## Task to carry out
Express the lines of the rows below as a JSON list of strings, one string per line, with no blank lines, running from the line with "Each instance of the red" through the end of the rows. Leave the pictures out of the answer.

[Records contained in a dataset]
*-*-*

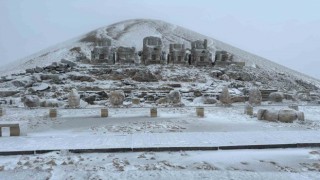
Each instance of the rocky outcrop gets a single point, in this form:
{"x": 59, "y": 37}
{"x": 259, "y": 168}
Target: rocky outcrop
{"x": 82, "y": 78}
{"x": 144, "y": 76}
{"x": 74, "y": 99}
{"x": 8, "y": 93}
{"x": 174, "y": 97}
{"x": 69, "y": 63}
{"x": 276, "y": 97}
{"x": 116, "y": 98}
{"x": 31, "y": 101}
{"x": 23, "y": 82}
{"x": 283, "y": 115}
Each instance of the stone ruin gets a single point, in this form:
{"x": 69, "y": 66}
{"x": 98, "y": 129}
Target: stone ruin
{"x": 126, "y": 55}
{"x": 103, "y": 52}
{"x": 177, "y": 54}
{"x": 200, "y": 55}
{"x": 152, "y": 51}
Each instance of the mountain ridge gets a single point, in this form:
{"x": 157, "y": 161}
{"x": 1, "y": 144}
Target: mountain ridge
{"x": 131, "y": 32}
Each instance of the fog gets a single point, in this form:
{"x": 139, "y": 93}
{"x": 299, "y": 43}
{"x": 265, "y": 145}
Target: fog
{"x": 286, "y": 32}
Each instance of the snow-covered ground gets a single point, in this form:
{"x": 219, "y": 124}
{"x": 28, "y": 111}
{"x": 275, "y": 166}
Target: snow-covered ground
{"x": 131, "y": 33}
{"x": 241, "y": 164}
{"x": 132, "y": 127}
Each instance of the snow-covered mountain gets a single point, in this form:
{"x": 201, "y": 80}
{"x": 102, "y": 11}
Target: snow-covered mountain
{"x": 131, "y": 33}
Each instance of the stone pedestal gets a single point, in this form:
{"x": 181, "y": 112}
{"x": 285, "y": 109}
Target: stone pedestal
{"x": 2, "y": 112}
{"x": 53, "y": 113}
{"x": 248, "y": 110}
{"x": 104, "y": 112}
{"x": 15, "y": 131}
{"x": 135, "y": 101}
{"x": 200, "y": 111}
{"x": 153, "y": 112}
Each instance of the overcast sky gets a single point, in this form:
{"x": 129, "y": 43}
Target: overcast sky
{"x": 284, "y": 31}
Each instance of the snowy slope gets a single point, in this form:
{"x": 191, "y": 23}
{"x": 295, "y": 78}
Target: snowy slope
{"x": 131, "y": 33}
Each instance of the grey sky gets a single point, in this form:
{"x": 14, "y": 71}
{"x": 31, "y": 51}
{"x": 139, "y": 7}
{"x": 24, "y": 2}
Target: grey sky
{"x": 284, "y": 31}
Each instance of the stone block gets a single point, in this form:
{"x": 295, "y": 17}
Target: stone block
{"x": 15, "y": 131}
{"x": 294, "y": 106}
{"x": 200, "y": 111}
{"x": 104, "y": 112}
{"x": 153, "y": 112}
{"x": 2, "y": 112}
{"x": 287, "y": 115}
{"x": 248, "y": 110}
{"x": 135, "y": 101}
{"x": 53, "y": 113}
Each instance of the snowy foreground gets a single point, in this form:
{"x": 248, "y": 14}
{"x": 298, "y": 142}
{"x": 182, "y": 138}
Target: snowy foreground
{"x": 177, "y": 127}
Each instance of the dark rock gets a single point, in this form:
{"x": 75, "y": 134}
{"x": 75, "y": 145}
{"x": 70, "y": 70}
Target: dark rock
{"x": 38, "y": 69}
{"x": 81, "y": 78}
{"x": 144, "y": 76}
{"x": 209, "y": 100}
{"x": 224, "y": 96}
{"x": 197, "y": 93}
{"x": 8, "y": 93}
{"x": 70, "y": 63}
{"x": 90, "y": 99}
{"x": 31, "y": 71}
{"x": 116, "y": 98}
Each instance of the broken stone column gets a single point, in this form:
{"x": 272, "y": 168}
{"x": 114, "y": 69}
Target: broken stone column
{"x": 2, "y": 112}
{"x": 224, "y": 97}
{"x": 53, "y": 113}
{"x": 31, "y": 101}
{"x": 153, "y": 112}
{"x": 264, "y": 114}
{"x": 300, "y": 116}
{"x": 74, "y": 99}
{"x": 116, "y": 98}
{"x": 104, "y": 112}
{"x": 287, "y": 115}
{"x": 15, "y": 130}
{"x": 136, "y": 101}
{"x": 255, "y": 97}
{"x": 248, "y": 110}
{"x": 200, "y": 111}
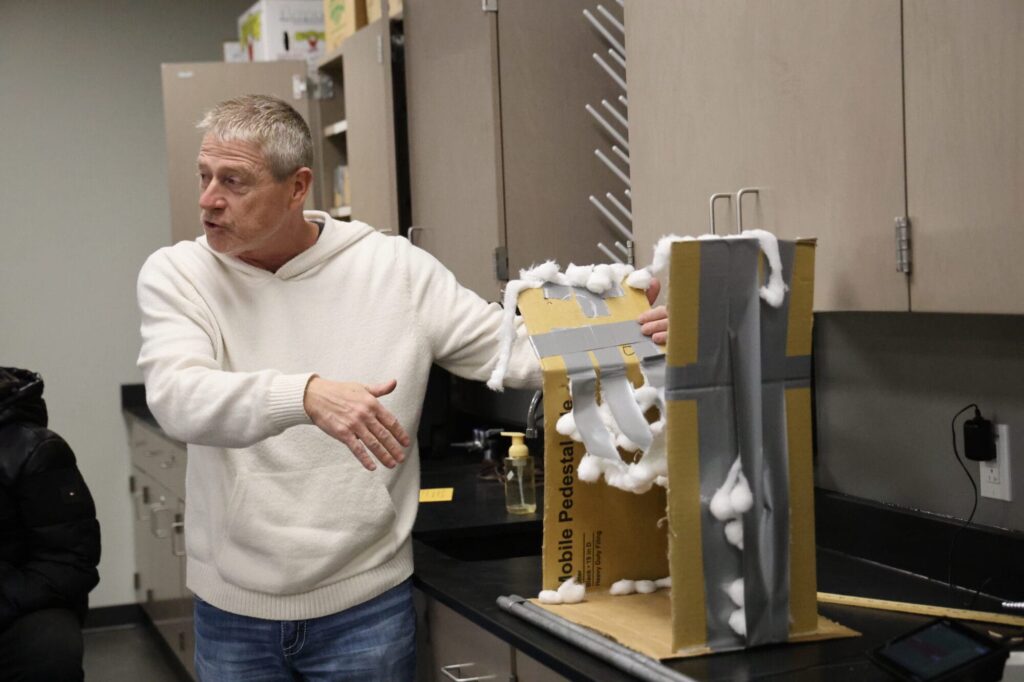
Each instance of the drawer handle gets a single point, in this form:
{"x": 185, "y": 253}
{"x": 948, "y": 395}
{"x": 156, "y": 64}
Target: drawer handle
{"x": 457, "y": 675}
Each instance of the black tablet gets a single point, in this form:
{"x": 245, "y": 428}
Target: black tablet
{"x": 940, "y": 650}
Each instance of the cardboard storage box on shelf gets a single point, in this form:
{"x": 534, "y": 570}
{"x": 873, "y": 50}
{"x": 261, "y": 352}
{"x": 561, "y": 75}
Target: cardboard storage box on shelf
{"x": 342, "y": 18}
{"x": 374, "y": 9}
{"x": 737, "y": 386}
{"x": 273, "y": 30}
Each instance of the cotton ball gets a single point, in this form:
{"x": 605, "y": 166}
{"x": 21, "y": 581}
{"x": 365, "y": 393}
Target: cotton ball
{"x": 590, "y": 468}
{"x": 639, "y": 279}
{"x": 549, "y": 597}
{"x": 646, "y": 587}
{"x": 622, "y": 587}
{"x": 740, "y": 497}
{"x": 735, "y": 592}
{"x": 738, "y": 622}
{"x": 599, "y": 282}
{"x": 571, "y": 592}
{"x": 622, "y": 440}
{"x": 734, "y": 533}
{"x": 578, "y": 274}
{"x": 620, "y": 271}
{"x": 721, "y": 507}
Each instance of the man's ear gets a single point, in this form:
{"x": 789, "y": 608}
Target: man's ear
{"x": 301, "y": 184}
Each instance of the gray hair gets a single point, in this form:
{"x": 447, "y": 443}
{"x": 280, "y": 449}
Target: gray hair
{"x": 267, "y": 122}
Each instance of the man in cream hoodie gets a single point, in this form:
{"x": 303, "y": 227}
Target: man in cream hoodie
{"x": 291, "y": 352}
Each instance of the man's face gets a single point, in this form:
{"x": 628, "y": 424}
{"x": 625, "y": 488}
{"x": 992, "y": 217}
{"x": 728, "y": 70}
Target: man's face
{"x": 244, "y": 210}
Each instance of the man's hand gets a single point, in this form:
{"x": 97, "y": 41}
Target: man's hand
{"x": 654, "y": 323}
{"x": 349, "y": 412}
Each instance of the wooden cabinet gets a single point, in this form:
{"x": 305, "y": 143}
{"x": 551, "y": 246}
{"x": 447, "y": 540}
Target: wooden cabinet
{"x": 157, "y": 485}
{"x": 806, "y": 102}
{"x": 501, "y": 148}
{"x": 189, "y": 90}
{"x": 800, "y": 99}
{"x": 965, "y": 154}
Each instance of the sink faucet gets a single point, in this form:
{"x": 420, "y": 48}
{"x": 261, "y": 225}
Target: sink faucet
{"x": 531, "y": 415}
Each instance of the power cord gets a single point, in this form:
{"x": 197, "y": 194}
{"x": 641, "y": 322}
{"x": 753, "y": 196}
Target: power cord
{"x": 974, "y": 486}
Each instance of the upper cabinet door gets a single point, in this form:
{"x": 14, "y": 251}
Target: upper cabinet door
{"x": 548, "y": 76}
{"x": 455, "y": 136}
{"x": 189, "y": 90}
{"x": 800, "y": 99}
{"x": 965, "y": 154}
{"x": 370, "y": 113}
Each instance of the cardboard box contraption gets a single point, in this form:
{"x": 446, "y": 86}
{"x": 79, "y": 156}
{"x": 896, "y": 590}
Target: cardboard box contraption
{"x": 689, "y": 467}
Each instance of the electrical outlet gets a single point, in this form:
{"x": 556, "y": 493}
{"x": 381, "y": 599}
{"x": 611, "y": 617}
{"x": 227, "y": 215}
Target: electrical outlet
{"x": 994, "y": 474}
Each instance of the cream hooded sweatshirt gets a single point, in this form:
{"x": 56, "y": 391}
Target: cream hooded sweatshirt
{"x": 282, "y": 521}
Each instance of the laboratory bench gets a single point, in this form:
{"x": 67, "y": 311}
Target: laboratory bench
{"x": 470, "y": 551}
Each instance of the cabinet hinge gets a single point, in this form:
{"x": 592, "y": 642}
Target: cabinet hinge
{"x": 502, "y": 263}
{"x": 903, "y": 245}
{"x": 320, "y": 86}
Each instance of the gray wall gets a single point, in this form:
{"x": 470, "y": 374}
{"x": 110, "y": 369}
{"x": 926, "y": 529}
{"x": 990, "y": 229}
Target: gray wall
{"x": 887, "y": 387}
{"x": 83, "y": 201}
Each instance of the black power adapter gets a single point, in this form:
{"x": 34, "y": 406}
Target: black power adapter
{"x": 979, "y": 438}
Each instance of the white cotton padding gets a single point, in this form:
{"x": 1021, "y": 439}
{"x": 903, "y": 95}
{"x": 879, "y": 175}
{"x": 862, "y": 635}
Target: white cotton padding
{"x": 640, "y": 279}
{"x": 578, "y": 274}
{"x": 735, "y": 592}
{"x": 599, "y": 281}
{"x": 566, "y": 424}
{"x": 571, "y": 592}
{"x": 646, "y": 587}
{"x": 721, "y": 507}
{"x": 622, "y": 587}
{"x": 734, "y": 533}
{"x": 774, "y": 291}
{"x": 590, "y": 469}
{"x": 741, "y": 498}
{"x": 549, "y": 597}
{"x": 738, "y": 622}
{"x": 620, "y": 271}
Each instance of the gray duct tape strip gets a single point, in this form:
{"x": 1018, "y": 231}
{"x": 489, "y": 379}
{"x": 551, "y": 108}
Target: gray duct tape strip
{"x": 583, "y": 384}
{"x": 634, "y": 664}
{"x": 582, "y": 339}
{"x": 617, "y": 391}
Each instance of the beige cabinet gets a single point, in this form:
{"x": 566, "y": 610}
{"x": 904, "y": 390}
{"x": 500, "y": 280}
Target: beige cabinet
{"x": 965, "y": 154}
{"x": 802, "y": 100}
{"x": 805, "y": 101}
{"x": 189, "y": 90}
{"x": 501, "y": 146}
{"x": 157, "y": 486}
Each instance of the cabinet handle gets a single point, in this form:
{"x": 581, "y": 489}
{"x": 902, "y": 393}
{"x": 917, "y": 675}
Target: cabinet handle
{"x": 715, "y": 198}
{"x": 446, "y": 671}
{"x": 177, "y": 530}
{"x": 739, "y": 204}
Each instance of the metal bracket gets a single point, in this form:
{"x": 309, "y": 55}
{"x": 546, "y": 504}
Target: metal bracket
{"x": 321, "y": 87}
{"x": 903, "y": 245}
{"x": 502, "y": 263}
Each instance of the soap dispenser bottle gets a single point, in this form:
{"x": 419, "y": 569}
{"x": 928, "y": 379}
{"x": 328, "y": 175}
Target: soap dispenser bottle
{"x": 520, "y": 494}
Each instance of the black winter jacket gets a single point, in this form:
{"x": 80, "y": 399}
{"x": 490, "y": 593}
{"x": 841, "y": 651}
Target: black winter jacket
{"x": 49, "y": 537}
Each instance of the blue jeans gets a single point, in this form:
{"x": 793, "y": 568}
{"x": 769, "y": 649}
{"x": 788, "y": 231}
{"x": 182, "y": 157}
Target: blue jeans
{"x": 375, "y": 640}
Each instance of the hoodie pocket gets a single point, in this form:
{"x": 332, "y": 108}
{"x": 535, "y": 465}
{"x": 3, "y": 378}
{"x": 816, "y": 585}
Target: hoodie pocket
{"x": 292, "y": 531}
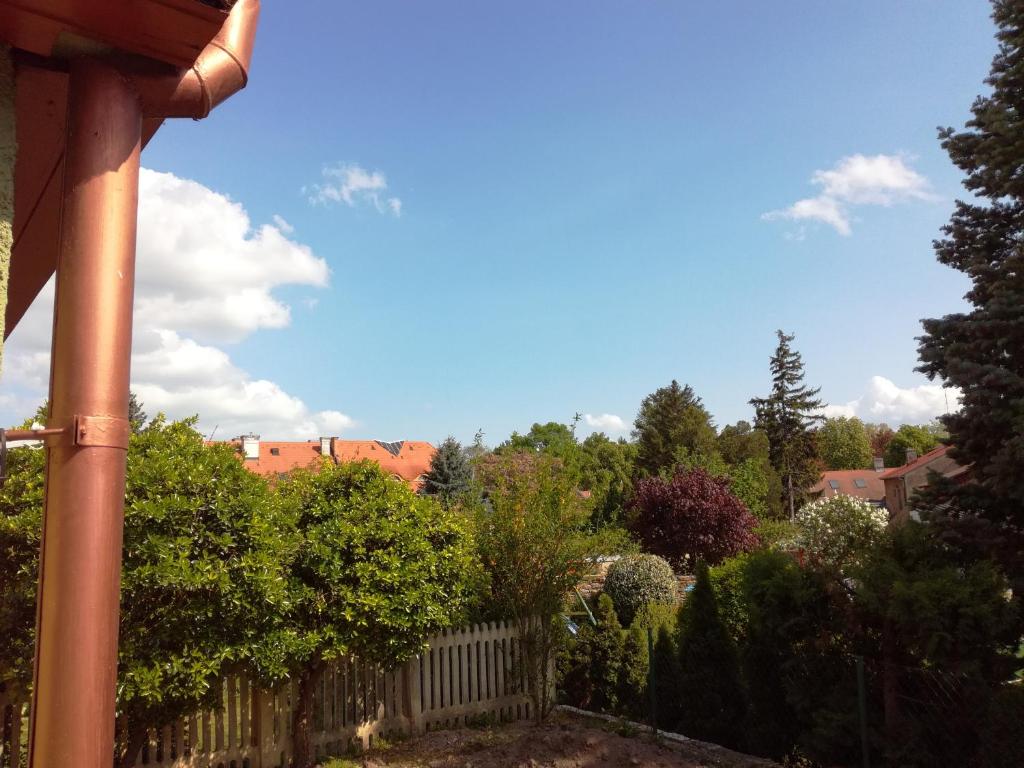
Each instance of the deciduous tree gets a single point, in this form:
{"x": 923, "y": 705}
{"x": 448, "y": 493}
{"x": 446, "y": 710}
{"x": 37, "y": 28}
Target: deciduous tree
{"x": 690, "y": 516}
{"x": 375, "y": 570}
{"x": 671, "y": 419}
{"x": 536, "y": 542}
{"x": 843, "y": 443}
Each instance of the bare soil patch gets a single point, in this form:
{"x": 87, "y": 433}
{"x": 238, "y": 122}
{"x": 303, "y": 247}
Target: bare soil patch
{"x": 567, "y": 741}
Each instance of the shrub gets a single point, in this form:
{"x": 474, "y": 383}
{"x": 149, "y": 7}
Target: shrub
{"x": 635, "y": 581}
{"x": 655, "y": 615}
{"x": 606, "y": 656}
{"x": 633, "y": 675}
{"x": 727, "y": 580}
{"x": 710, "y": 688}
{"x": 837, "y": 530}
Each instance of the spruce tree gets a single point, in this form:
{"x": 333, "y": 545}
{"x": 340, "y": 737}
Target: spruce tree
{"x": 450, "y": 474}
{"x": 981, "y": 351}
{"x": 672, "y": 420}
{"x": 710, "y": 690}
{"x": 786, "y": 417}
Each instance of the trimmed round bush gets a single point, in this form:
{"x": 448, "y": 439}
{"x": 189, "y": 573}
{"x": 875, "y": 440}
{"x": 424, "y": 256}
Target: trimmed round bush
{"x": 635, "y": 581}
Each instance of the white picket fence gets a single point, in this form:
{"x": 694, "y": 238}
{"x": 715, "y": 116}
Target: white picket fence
{"x": 463, "y": 675}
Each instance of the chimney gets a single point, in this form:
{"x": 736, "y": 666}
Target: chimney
{"x": 250, "y": 445}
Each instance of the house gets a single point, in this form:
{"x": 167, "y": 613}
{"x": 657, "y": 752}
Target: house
{"x": 403, "y": 460}
{"x": 861, "y": 483}
{"x": 902, "y": 482}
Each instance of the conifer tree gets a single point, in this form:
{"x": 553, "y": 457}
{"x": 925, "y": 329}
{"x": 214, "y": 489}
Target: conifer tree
{"x": 982, "y": 350}
{"x": 672, "y": 420}
{"x": 450, "y": 474}
{"x": 786, "y": 417}
{"x": 606, "y": 655}
{"x": 666, "y": 664}
{"x": 710, "y": 689}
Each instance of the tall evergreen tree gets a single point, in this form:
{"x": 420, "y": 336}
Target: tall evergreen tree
{"x": 671, "y": 420}
{"x": 982, "y": 350}
{"x": 450, "y": 474}
{"x": 786, "y": 417}
{"x": 710, "y": 690}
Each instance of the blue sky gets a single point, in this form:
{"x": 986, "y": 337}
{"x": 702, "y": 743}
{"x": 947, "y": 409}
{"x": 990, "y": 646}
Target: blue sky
{"x": 583, "y": 188}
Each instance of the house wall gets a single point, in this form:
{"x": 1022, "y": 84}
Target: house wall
{"x": 8, "y": 152}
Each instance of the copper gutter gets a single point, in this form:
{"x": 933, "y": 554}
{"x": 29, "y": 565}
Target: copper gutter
{"x": 220, "y": 71}
{"x": 72, "y": 720}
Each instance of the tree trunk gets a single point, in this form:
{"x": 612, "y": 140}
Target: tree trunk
{"x": 302, "y": 720}
{"x": 890, "y": 689}
{"x": 793, "y": 513}
{"x": 136, "y": 740}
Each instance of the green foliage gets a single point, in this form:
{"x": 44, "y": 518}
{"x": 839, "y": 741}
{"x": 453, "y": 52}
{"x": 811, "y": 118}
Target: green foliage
{"x": 535, "y": 542}
{"x": 633, "y": 695}
{"x": 450, "y": 476}
{"x": 606, "y": 469}
{"x": 837, "y": 530}
{"x": 1001, "y": 736}
{"x": 978, "y": 350}
{"x": 367, "y": 550}
{"x": 635, "y": 581}
{"x": 909, "y": 437}
{"x": 20, "y": 522}
{"x": 201, "y": 574}
{"x": 606, "y": 656}
{"x": 552, "y": 438}
{"x": 655, "y": 615}
{"x": 843, "y": 443}
{"x": 667, "y": 680}
{"x": 710, "y": 688}
{"x": 671, "y": 419}
{"x": 374, "y": 570}
{"x": 786, "y": 417}
{"x": 573, "y": 663}
{"x": 941, "y": 612}
{"x": 727, "y": 582}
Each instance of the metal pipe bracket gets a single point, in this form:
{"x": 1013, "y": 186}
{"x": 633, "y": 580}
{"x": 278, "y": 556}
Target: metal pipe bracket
{"x": 101, "y": 431}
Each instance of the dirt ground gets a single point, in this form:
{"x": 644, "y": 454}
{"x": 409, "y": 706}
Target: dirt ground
{"x": 566, "y": 742}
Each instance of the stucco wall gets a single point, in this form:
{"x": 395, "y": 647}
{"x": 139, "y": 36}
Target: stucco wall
{"x": 8, "y": 150}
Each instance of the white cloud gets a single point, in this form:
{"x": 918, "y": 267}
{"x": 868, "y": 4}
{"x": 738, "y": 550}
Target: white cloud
{"x": 856, "y": 180}
{"x": 606, "y": 422}
{"x": 203, "y": 269}
{"x": 885, "y": 401}
{"x": 353, "y": 184}
{"x": 204, "y": 276}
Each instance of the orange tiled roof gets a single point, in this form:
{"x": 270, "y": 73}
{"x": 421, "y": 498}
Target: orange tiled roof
{"x": 916, "y": 463}
{"x": 845, "y": 479}
{"x": 406, "y": 460}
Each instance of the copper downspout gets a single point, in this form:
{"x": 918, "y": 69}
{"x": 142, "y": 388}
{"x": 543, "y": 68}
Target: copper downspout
{"x": 220, "y": 71}
{"x": 80, "y": 563}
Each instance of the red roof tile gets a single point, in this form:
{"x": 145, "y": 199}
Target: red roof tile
{"x": 916, "y": 463}
{"x": 845, "y": 481}
{"x": 407, "y": 460}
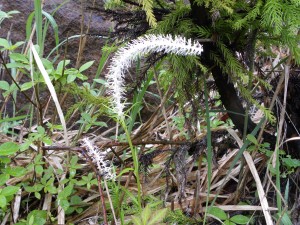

*-*-*

## Answer to this task
[
  "Each instance of the red roof tile gets a single point, in this form:",
  "{\"x\": 145, \"y\": 199}",
  "Target: red roof tile",
  "{\"x\": 916, \"y\": 463}",
  "{\"x\": 845, \"y\": 481}",
  "{\"x\": 407, \"y\": 460}"
]